Stored records:
********
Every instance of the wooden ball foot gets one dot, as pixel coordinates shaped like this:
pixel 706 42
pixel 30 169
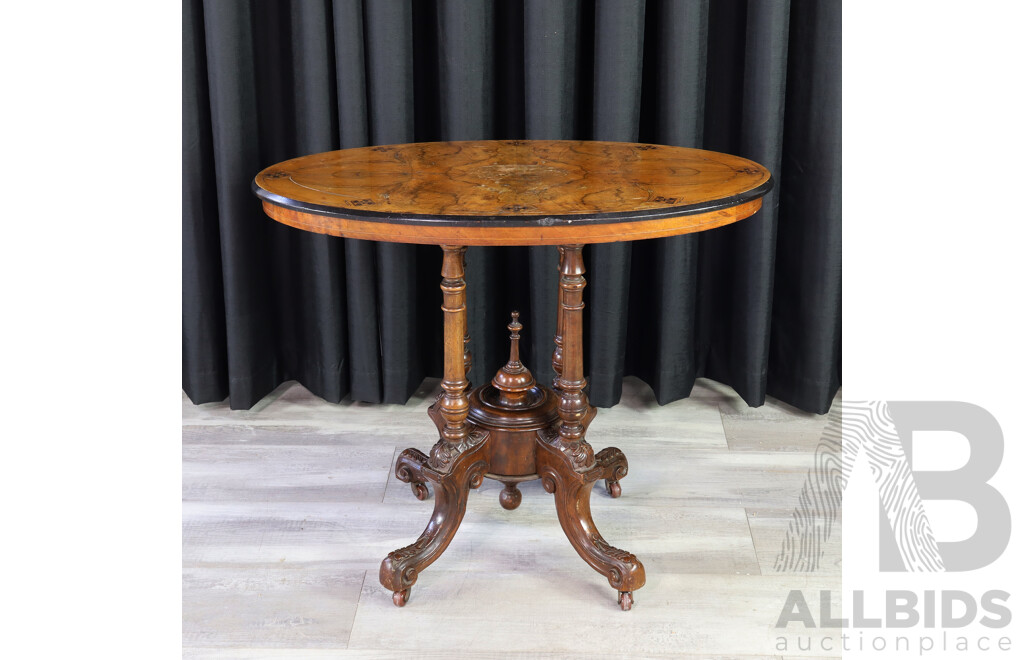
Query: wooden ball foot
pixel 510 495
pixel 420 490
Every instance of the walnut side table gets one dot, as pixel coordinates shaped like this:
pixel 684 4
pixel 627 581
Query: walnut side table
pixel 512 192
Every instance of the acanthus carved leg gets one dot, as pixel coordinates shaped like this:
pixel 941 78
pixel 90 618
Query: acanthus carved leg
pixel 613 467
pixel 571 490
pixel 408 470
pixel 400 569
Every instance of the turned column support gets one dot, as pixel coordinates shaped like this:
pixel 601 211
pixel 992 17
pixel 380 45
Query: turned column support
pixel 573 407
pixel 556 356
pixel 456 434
********
# WHAT YOU ARE ASKED TO DO:
Rewrite all of the data above as a Markdown table with the columns Row and Line, giving each line a row number and skipping blank lines. Leave the pictures out of the table.

# EXPECTED ANSWER:
| Row | Line |
|---|---|
| 1 | Every instance of the wooden ball foot gets one dot, as pixel coordinates shaped like this: |
| 2 | pixel 706 42 |
| 3 | pixel 30 169 |
| 4 | Query: wooden ball foot |
| 5 | pixel 510 495 |
| 6 | pixel 420 490 |
| 7 | Every instance of the walnut side table gets one dot, as pixel coordinates shaped like this: |
| 8 | pixel 684 4 |
| 9 | pixel 627 581 |
| 10 | Query: walnut side table |
| 11 | pixel 512 192 |
| 12 | Every instance of the acanthus carved leg gets one dot, as pixel coordinates shaped like this: |
| 13 | pixel 941 78 |
| 14 | pixel 90 618 |
| 15 | Query: acanthus carved leg |
| 16 | pixel 613 467 |
| 17 | pixel 571 490 |
| 18 | pixel 408 470 |
| 19 | pixel 400 569 |
| 20 | Every instance of the turned column support gets one dot, as pixel coordinates shaped like this: |
| 21 | pixel 601 211 |
| 22 | pixel 992 17 |
| 23 | pixel 380 45 |
| 24 | Query: turned column support |
| 25 | pixel 573 407 |
| 26 | pixel 556 356 |
| 27 | pixel 456 434 |